══ TEXT EXCERPT
Ciarán Howley reviews the television debut of the viral Youtube horror series that traumatised a generation.
Imagine a kids television series directed by Salvador Dalí. Take that surrealism and sprinkle it with the twee British humour of Bagpuss and the uncanniness of Thunderbirds, and you get something akin to the YouTube horror show Don’t Hug Me I’m Scared (DHMIS).
Or as co-creator Becky Sloan puts it, “like a VHS tape that you dig up from underground and you can’t quite place where it’s from. It’s just quite a disturbing thing.”
Produced on a shoestring budget by then recently graduated artists Sloan and Joe Pelling in 2011, the first three and a half minute episode was a smash hit and birthed a cottage industry of YouTubers analysing frame after frame trying to uncover what it all meant. Following on its success, with the help of crowdfunding and the backing of production company Blink Industries, the team produced five more episodes - ending on a cryptic finale that left the fate of Red Guy, Yellow Guy and Duck seemingly in limbo.
Like something from a Beckett play, moments of epiphany inch the characters closer to realisation about the artificial world they inhabit; before a clatter of silly absurdity returns them to their heedless selves.
Until now it seems, as DHMIS makes its small screen debut on Channel 4 with six brand new episodes of macabre muppety mayhem. With a bigger canvas to paint on, the showrunners take us into new terrain while retaining the essential DHMIS-DNA; a mix of puppetry, animation and CGI with leering sing-songs from anthropomorphic household objects and flashes of existential dread.
The new series sees the gang learning a whole host of fun educational topics; made clear by the episode titles, ‘Jobs,’ ‘Family’, ‘Friendship’, ‘Electricity’ ‘Transport’, and, of course, ‘Death.’ The twenty minute adventures are wonderfully chaotic and creatively stronger than ever. More than that, it’s funnier than ever. In the series opener, a talking briefcase (and unemployed younger sibling) turns up to teach the gang about the joys of earning a living.
════
══ DATA SUPPLIED
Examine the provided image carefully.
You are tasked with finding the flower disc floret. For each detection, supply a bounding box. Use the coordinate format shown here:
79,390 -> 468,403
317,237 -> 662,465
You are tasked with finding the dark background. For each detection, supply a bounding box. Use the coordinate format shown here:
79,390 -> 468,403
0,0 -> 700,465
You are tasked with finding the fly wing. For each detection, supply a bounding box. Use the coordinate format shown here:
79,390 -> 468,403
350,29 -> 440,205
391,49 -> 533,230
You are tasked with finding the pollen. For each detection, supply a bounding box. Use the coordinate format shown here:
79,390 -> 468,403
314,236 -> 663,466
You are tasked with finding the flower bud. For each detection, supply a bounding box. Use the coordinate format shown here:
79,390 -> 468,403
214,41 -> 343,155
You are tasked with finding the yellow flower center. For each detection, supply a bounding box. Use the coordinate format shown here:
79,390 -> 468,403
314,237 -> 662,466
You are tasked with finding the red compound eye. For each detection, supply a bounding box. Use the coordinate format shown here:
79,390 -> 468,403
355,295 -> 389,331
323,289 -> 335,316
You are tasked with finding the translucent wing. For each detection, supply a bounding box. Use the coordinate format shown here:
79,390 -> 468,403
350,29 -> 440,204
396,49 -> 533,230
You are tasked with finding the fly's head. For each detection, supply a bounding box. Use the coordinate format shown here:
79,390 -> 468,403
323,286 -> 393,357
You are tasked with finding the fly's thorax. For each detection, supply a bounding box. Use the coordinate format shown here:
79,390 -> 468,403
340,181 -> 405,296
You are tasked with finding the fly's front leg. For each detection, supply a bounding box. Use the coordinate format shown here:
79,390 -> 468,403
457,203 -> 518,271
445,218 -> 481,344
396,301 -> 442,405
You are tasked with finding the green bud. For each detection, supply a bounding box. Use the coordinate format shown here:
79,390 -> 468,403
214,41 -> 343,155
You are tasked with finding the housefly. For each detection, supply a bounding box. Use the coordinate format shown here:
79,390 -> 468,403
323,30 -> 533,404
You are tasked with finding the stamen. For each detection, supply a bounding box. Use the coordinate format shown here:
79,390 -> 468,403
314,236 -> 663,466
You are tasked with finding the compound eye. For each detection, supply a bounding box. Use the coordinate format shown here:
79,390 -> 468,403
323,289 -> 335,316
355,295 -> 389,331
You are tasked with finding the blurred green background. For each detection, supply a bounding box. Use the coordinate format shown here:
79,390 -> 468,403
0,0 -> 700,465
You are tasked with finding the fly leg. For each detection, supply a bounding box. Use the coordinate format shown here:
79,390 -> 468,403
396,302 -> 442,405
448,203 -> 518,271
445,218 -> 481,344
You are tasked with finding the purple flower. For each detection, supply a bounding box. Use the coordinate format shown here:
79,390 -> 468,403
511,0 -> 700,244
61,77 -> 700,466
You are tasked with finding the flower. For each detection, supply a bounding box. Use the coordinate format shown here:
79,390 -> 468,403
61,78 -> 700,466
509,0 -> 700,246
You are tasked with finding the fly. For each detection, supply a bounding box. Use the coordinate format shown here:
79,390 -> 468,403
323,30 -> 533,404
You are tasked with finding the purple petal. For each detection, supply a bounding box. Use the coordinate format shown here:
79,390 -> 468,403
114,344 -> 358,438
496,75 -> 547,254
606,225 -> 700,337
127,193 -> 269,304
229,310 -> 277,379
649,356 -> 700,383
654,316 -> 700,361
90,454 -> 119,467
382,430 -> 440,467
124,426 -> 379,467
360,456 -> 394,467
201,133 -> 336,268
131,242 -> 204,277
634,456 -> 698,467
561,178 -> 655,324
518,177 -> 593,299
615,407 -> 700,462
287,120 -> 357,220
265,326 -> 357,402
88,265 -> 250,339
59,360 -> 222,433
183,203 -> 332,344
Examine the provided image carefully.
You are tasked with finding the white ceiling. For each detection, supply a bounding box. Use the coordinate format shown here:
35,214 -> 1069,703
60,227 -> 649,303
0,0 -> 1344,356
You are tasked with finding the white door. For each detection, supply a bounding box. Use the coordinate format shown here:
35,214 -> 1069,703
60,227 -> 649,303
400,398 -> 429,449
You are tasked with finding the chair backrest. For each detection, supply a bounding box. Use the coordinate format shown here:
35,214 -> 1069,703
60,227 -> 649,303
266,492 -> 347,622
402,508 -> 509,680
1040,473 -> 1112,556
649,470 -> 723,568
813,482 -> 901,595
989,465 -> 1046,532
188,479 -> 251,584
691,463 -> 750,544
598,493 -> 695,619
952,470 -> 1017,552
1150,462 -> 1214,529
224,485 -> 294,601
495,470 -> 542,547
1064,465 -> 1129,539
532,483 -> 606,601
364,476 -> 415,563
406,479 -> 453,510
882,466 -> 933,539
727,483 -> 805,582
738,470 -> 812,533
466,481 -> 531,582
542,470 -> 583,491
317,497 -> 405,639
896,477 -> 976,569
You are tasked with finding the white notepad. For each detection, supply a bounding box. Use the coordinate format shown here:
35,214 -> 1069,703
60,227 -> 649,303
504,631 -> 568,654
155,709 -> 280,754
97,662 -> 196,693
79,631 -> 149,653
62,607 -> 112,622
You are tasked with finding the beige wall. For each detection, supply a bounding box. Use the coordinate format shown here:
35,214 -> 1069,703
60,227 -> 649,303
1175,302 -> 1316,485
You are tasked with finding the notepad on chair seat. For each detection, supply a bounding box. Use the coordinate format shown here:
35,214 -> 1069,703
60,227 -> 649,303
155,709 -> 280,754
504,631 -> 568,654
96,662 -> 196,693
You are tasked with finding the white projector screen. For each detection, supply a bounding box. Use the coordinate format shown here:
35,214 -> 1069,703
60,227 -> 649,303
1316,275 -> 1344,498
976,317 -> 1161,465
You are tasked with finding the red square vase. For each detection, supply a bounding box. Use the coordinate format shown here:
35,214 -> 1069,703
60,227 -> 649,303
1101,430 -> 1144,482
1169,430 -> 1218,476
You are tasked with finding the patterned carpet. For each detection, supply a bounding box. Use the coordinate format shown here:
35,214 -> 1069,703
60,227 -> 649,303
════
WORK ORDER A
Reproduce the DHMIS review from "Ciarán Howley reviews" to "I’m Scared (DHMIS).".
WORK ORDER B
Answer these questions using the DHMIS review:
(i) In what year did Sloan and Pelling produce the first episode?
(ii) On which channel does the series make its television debut?
(iii) How long is each of the new episodes?

REPLY A
Ciarán Howley reviews the television debut of the viral Youtube horror series that traumatised a generation.
Imagine a kids television series directed by Salvador Dalí. Take that surrealism and sprinkle it with the twee British humour of Bagpuss and the uncanniness of Thunderbirds, and you get something akin to the YouTube horror show Don’t Hug Me I’m Scared (DHMIS).

REPLY B
(i) 2011
(ii) Channel 4
(iii) Twenty minutes